Below are the entries; output exactly the lines from the one containing "Task: where can the dark hair" through the final line, inclusive.

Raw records
⁂

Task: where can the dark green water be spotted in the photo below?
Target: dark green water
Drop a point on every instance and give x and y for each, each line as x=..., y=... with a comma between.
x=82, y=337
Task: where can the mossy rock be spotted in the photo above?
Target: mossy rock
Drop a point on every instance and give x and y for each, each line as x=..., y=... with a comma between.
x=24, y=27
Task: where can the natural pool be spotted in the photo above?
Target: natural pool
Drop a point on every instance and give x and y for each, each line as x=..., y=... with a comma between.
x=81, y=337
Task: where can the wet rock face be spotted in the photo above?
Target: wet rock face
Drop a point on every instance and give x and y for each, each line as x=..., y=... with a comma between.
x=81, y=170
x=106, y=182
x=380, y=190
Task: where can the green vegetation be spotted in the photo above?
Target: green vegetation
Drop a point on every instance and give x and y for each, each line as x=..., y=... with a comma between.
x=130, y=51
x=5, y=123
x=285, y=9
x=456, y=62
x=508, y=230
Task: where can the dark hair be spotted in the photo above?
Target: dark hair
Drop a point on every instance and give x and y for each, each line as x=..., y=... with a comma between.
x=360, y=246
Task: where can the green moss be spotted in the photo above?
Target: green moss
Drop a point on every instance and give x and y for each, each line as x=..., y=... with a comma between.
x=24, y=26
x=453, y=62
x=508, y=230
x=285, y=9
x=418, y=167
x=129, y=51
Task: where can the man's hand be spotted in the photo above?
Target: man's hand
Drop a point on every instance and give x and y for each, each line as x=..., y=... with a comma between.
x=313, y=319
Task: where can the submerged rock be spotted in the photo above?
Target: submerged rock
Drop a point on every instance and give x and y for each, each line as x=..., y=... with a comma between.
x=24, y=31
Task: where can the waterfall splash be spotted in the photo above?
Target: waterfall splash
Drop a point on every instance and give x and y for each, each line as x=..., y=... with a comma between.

⁂

§ **RESULT OF THE TASK**:
Task: where can the dark hair be spotted in the photo above?
Target: dark hair
Drop a point on every instance and give x and y for each, each line as x=..., y=... with a comma between.
x=360, y=246
Task: where can the green moss be spotted in the photo above?
Target: green moss
Drop a point on every instance and give x and y for each, each line as x=..., y=... with a comma between.
x=24, y=26
x=453, y=62
x=508, y=230
x=285, y=9
x=418, y=167
x=129, y=51
Task: where can the man's hand be spotted in the photo above?
Target: man's hand
Drop a point on every instance and give x and y for each, each line as x=..., y=... with a comma between.
x=313, y=319
Task: where can the submerged rock be spotted in the photo above?
Target: submerged rock
Drop a point on every instance and give x and y for each, each line as x=..., y=... with a comma between.
x=24, y=31
Task: where can the waterfall splash be spotted in the photo above?
Target: waterfall splash
Drop a point on every instance and give x and y for each, each line as x=..., y=... with a comma between.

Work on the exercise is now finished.